[Point annotation dataset lines]
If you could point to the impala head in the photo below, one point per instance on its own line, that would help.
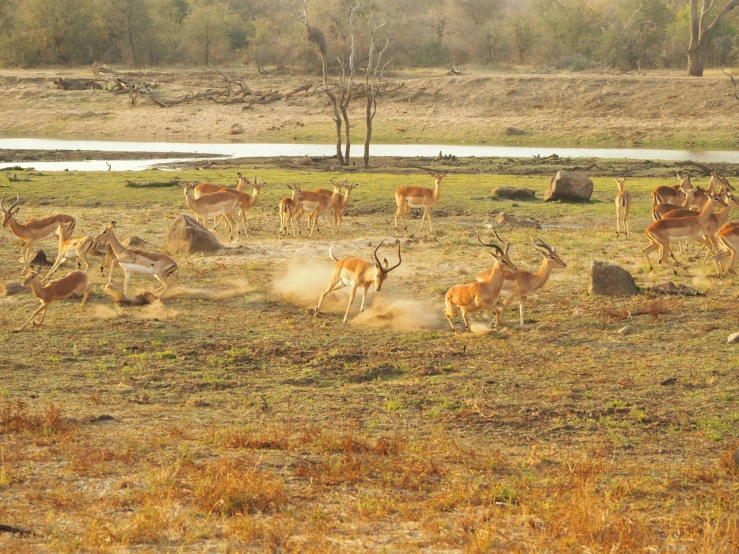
(8, 213)
(548, 252)
(499, 253)
(106, 233)
(382, 269)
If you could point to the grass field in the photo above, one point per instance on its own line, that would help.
(239, 422)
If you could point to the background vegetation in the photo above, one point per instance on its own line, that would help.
(570, 34)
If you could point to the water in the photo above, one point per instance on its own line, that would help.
(258, 150)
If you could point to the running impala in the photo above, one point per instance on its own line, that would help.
(33, 230)
(480, 295)
(524, 283)
(137, 261)
(662, 232)
(73, 249)
(59, 289)
(417, 197)
(355, 273)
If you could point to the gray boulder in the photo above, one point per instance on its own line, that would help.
(607, 279)
(187, 235)
(572, 186)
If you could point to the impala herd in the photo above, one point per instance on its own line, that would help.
(680, 212)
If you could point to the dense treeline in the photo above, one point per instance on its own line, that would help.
(573, 34)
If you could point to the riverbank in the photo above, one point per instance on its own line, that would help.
(480, 107)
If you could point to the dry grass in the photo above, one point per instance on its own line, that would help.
(240, 422)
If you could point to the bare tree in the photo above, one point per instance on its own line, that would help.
(701, 31)
(373, 84)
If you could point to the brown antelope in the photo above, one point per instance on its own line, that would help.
(674, 194)
(289, 209)
(58, 289)
(728, 237)
(623, 204)
(33, 230)
(663, 231)
(524, 283)
(480, 295)
(137, 261)
(316, 204)
(417, 197)
(714, 221)
(213, 205)
(73, 249)
(355, 273)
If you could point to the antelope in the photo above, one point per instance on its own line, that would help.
(674, 194)
(137, 261)
(58, 289)
(728, 237)
(213, 205)
(417, 197)
(33, 230)
(355, 273)
(289, 209)
(661, 232)
(623, 203)
(524, 283)
(71, 249)
(482, 294)
(317, 203)
(714, 221)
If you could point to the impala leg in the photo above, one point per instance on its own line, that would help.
(352, 293)
(31, 318)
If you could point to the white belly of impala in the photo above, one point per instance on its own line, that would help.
(135, 268)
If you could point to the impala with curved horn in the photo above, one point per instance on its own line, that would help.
(33, 230)
(480, 295)
(355, 273)
(524, 283)
(417, 197)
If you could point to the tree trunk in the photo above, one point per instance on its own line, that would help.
(368, 134)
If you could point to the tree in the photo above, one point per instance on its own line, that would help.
(701, 31)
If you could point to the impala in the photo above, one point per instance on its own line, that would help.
(289, 209)
(417, 197)
(714, 221)
(623, 203)
(355, 273)
(33, 230)
(674, 194)
(73, 249)
(480, 295)
(213, 205)
(663, 231)
(316, 204)
(728, 237)
(524, 283)
(137, 261)
(58, 289)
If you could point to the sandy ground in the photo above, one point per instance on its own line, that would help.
(664, 108)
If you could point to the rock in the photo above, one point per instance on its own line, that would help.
(136, 242)
(10, 288)
(187, 235)
(607, 279)
(40, 258)
(515, 221)
(570, 186)
(514, 193)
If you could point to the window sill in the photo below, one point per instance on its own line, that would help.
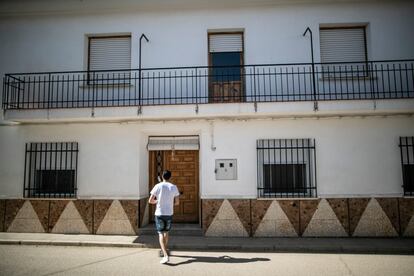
(89, 86)
(346, 78)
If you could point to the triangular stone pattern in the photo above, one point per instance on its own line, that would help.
(85, 209)
(409, 231)
(26, 221)
(324, 223)
(340, 208)
(356, 207)
(99, 212)
(70, 221)
(390, 208)
(116, 221)
(12, 207)
(226, 223)
(259, 209)
(131, 210)
(210, 209)
(307, 209)
(143, 216)
(275, 223)
(56, 209)
(41, 208)
(374, 222)
(291, 209)
(242, 209)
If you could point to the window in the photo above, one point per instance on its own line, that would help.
(226, 61)
(109, 53)
(407, 163)
(346, 49)
(50, 169)
(286, 168)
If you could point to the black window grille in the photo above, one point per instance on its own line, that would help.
(50, 169)
(286, 168)
(407, 163)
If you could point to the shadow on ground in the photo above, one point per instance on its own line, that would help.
(221, 259)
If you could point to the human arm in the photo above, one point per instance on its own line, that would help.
(152, 199)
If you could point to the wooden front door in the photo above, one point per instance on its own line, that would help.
(183, 165)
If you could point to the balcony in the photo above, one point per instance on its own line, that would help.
(259, 83)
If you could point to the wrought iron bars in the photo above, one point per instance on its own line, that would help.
(407, 163)
(51, 170)
(202, 85)
(286, 168)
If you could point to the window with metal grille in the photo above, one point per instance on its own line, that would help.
(111, 53)
(407, 163)
(50, 169)
(286, 168)
(343, 51)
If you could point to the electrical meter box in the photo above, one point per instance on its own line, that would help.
(226, 169)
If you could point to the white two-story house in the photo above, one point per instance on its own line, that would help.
(276, 117)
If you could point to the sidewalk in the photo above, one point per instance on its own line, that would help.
(303, 245)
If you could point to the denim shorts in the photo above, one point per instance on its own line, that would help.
(163, 223)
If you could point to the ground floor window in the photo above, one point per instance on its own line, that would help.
(407, 163)
(286, 168)
(50, 169)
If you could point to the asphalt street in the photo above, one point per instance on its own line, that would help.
(72, 260)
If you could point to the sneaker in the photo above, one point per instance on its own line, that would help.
(164, 260)
(161, 254)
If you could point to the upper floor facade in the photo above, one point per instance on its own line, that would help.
(158, 60)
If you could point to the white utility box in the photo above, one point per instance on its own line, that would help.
(226, 169)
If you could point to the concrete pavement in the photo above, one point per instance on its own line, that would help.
(72, 260)
(305, 245)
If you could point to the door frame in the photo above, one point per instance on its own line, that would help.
(152, 169)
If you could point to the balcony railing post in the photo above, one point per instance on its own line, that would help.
(371, 79)
(196, 89)
(94, 82)
(49, 90)
(254, 84)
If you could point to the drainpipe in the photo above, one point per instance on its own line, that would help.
(315, 103)
(139, 71)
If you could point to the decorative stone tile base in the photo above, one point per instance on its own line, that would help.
(275, 223)
(374, 222)
(338, 217)
(226, 223)
(324, 223)
(359, 217)
(71, 216)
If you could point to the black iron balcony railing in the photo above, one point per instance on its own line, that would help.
(200, 85)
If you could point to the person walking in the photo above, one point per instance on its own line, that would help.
(165, 195)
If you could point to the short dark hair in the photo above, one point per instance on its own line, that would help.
(166, 175)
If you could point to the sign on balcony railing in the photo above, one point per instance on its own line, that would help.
(201, 85)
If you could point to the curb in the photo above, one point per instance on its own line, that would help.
(216, 247)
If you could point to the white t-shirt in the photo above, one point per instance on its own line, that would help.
(165, 193)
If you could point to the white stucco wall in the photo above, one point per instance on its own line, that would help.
(354, 156)
(178, 37)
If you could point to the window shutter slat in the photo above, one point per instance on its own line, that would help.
(226, 43)
(342, 45)
(110, 53)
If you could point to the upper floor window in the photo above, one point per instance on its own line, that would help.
(50, 169)
(346, 49)
(226, 60)
(407, 163)
(286, 168)
(109, 53)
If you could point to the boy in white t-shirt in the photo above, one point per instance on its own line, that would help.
(165, 195)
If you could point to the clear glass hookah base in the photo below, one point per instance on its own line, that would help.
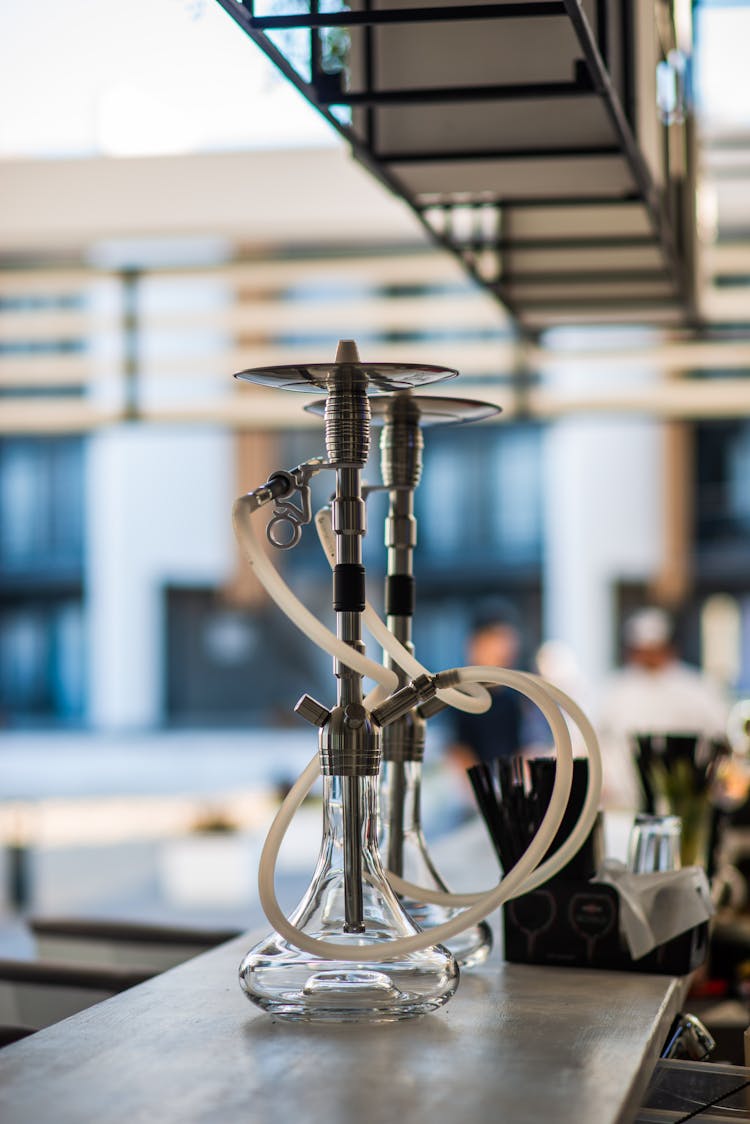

#### [Problem statement]
Which lines contain the string "below" with matching case? Show each one.

#### [The answer]
If you could point to the impala head in the photo below, one point per instance on its own line, that would help.
If you could point to the window sill in the photo below, one point per instance on its own line, that would help.
If you could point to the clear glass hookah base in the photo below, one point per instance on its own line, that would help.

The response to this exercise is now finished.